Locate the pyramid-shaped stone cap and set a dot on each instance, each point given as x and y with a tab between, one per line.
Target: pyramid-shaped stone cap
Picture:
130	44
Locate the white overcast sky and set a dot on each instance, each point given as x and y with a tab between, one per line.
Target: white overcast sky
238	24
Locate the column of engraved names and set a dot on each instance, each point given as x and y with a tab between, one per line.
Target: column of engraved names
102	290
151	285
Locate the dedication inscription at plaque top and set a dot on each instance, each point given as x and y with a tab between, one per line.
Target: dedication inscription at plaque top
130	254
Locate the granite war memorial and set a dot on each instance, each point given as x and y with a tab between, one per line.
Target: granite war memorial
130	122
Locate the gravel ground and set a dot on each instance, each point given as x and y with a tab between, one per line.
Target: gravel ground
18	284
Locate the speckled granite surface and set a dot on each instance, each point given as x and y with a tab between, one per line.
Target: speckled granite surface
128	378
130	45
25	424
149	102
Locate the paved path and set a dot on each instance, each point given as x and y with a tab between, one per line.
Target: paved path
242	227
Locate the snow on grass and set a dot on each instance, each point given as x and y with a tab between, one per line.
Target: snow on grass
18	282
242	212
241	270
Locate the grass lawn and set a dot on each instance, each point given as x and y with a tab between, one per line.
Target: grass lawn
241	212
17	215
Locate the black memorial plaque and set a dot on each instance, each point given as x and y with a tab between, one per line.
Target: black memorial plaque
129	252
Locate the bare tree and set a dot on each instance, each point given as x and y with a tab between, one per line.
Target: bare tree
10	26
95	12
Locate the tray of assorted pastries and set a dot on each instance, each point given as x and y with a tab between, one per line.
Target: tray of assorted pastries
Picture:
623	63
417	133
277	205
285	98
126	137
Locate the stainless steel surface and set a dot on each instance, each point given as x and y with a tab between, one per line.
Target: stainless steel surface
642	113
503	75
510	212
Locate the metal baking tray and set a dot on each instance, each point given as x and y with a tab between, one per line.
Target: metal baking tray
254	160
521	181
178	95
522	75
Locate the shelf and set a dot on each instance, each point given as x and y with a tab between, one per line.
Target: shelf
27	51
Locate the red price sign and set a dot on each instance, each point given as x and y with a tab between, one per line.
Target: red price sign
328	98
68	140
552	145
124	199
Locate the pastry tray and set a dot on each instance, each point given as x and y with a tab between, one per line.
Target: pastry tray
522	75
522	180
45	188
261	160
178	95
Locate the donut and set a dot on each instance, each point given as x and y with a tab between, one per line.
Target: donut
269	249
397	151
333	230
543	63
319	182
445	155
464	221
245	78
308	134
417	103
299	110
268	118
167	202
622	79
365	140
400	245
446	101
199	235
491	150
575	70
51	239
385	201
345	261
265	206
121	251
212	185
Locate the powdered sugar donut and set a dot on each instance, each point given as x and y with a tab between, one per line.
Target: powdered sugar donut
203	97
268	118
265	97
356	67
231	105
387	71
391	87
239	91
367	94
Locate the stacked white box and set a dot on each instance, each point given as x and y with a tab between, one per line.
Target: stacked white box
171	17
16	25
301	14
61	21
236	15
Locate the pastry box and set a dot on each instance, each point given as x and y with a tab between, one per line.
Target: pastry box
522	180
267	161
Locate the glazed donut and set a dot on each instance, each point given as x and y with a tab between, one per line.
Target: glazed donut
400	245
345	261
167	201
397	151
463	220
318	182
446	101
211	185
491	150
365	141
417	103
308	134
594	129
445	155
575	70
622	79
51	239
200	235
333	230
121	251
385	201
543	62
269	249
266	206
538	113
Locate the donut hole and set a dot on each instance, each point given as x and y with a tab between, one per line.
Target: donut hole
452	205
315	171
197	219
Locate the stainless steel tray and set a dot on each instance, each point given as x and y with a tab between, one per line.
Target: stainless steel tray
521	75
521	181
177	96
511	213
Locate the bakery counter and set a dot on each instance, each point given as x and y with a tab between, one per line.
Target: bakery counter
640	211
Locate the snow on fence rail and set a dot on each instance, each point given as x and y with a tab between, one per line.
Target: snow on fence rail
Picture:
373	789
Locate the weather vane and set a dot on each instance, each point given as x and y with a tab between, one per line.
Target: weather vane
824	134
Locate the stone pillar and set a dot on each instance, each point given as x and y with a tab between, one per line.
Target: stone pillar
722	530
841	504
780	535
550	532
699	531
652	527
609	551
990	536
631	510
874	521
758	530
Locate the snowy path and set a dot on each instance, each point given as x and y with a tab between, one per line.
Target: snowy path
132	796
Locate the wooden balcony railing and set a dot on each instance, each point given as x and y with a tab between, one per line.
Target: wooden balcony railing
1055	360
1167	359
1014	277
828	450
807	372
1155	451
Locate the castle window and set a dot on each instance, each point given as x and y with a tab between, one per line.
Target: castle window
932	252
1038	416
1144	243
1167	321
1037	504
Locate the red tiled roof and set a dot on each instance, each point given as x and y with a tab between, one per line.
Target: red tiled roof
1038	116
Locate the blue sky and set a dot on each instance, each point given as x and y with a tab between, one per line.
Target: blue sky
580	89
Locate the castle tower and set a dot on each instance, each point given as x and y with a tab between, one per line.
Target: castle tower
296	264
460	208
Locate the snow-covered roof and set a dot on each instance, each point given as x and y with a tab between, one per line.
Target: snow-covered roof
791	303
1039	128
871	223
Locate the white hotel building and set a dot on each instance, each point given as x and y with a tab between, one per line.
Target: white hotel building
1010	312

---+---

**DIRECTIONS:** Retype all of the lines above without changing anything in them.

**RESULT:**
Locate the pyramid-shaped stone cap and set a dot on each instance, each point given as x and y with a tab between, one per line.
Target: pyramid-shaped stone cap
Picture:
130	44
Locate the white overcast sky and set a dot on each instance, each point given as x and y with a tab between, one per line.
Target: white overcast sky
238	24
Locate the column of engraved names and set a dot on each instance, each point given as x and y with a tab between, one per line.
Target: column of engraved names
102	290
151	285
Locate the dedication inscription at plaque top and set a dot on each instance, each point given as x and y with a tab between, one per line.
Target: dedication inscription at plaque top
130	254
Locate the granite war memorial and set a dot on each instance, each point given as x and y with a tab between, one per line.
Target: granite war memorial
130	122
Locate the gravel ground and set a dot on each instance, each point given as x and y with a tab between, one per line.
Target: gravel ground
18	284
Locate the speckled granite surface and set a dot on each instance, each point given as x and y with a tab between, one per line.
Target: speckled granite surface
128	378
130	45
25	424
149	102
Locate the paved path and set a dot on each instance, each point given as x and y with a tab between, one per line.
Target: paved path
242	227
Locate the snow on grass and set a dot on each instance, each point given as x and y with a tab between, one per line.
Target: snow on grass
18	282
242	212
241	270
Locate the grass lawn and set a dot on each instance, each point given as x and y with a tab between, one per line.
Target: grass lawn
241	212
17	215
Locate the black memorial plaque and set a dot on each instance, each point given as x and y with a tab between, one per line.
Target: black memorial plaque
129	252
Locate the bare tree and set a dot on each instance, each point given as x and y with a tab between, one per line.
Target: bare tree
10	26
95	12
Locate the tray of assorted pastries and set a dot on each instance, each point given as x and y with a tab between, one per line.
Target: tray of assorted pastries
Picture:
623	63
417	133
277	205
285	98
126	137
Locate the stainless steel surface and set a dot on each instance, each point given as x and y with a tab between, one per line.
Target: stainless steel surface
642	113
503	75
510	212
Locate the metal baking tray and set a dot on each instance, each point given as x and y with a tab between, one per line.
Target: metal baking tray
254	160
521	181
178	95
522	75
Locate the shelf and set a dot on each instance, each point given as x and y with a tab between, one per line.
Target: shelf
27	51
Locate the red price sign and set a dot on each instance, each point given as x and y with a tab between, one per line.
Target: red price sign
328	98
68	140
552	145
124	199
Locate the pastry tray and set a dot on each instance, each point given as x and y with a tab between, one per line.
Target: pastry tray
522	75
522	180
45	188
261	160
178	95
Locate the donut and set a dot on each instance, each point given as x and y with a tab between, one per line.
Target: donut
269	249
397	151
333	230
543	63
319	182
445	155
464	221
245	78
308	134
417	103
299	110
268	118
167	202
622	79
365	140
400	245
446	101
199	235
491	150
575	70
51	239
385	201
345	261
265	206
121	251
212	185
Locate the powdered sugar donut and set a dot on each instance, each point given as x and y with a tab between, one per line.
Target: powdered sugar donut
203	97
268	118
265	97
356	67
231	105
387	71
391	87
239	91
367	94
Locate the stacked white box and set a dot on each instance, each point given as x and y with a tab between, one per line.
Target: stacked white box
171	17
16	25
301	14
61	21
236	15
Locate the pastry box and set a dot on each instance, each point given as x and y with a tab between, one per line.
Target: pastry box
522	180
267	161
Locate the glazed donut and set a dot on each instance, each point given as x and y with a tab between, one per line.
Target: glazed donut
400	245
345	261
167	201
397	151
463	220
318	182
446	101
211	185
491	150
365	141
417	103
308	134
594	129
445	155
575	70
622	79
51	239
200	235
333	230
121	251
385	201
543	62
269	249
266	206
538	113
Locate the donut hole and set a dot on each instance, each point given as x and y with a tab between, one per line.
Target: donut hole
452	205
315	171
197	219
Locate the stainless steel tray and set a dot on each instance, each point given as x and y with a tab between, one per line.
Target: stainless steel tray
521	75
521	181
177	96
511	213
Locate the bakery counter and set a dot on each instance, each point given as x and y with a tab between, one per line.
Target: bakery counter
640	211
Locate the snow on fence rail and set a dot on each instance, each point given as x and y with a tab between, one per line.
Target: snow on fence rail
Picture:
373	789
Locate the weather vane and set a dot on each instance, each point given as x and y with a tab between, one per line.
Target: weather vane
824	134
Locate the stone pillar and set a dot on each instance, each point given as x and y with a tab between, one per line.
Target: stone pillar
722	530
841	504
780	535
550	532
699	531
652	527
609	551
990	536
631	510
874	521
758	530
Locate the snowy path and set a dot on each instance, each point given as x and y with a tab between, one per line.
Target: snowy path
132	796
Locate the wooden balcony railing and set a dot on each instance, each point given as x and y with a tab between, one per line.
Target: wooden balcony railing
1055	360
1167	359
1014	277
828	450
807	372
1155	451
Locate the castle window and set a dot on each instance, each point given as x and y with a tab between, one per line.
Target: castle window
932	252
1038	416
1144	243
1167	321
1037	504
Locate the red tiled roof and set a dot on each instance, each point given as x and y with a tab between, one per line.
Target: red tiled roof
1038	116
Locate the blue sky and set a dot on each instance, each point given as x and y with a tab between, one per line.
Target: blue sky
580	89
Locate the castle tower and set a dot on each instance, each point given as x and y with a tab between, one per line.
Target: castle tower
296	264
460	208
Locate the snow-covered roof and set a dot on each instance, each point given as x and y with a tab between, one per line.
Target: snow-covered roof
791	303
1039	128
871	223
Locate the white hotel building and set a dot on each instance, each point given as x and y with a tab between, one per line.
Target: white hotel building
1010	312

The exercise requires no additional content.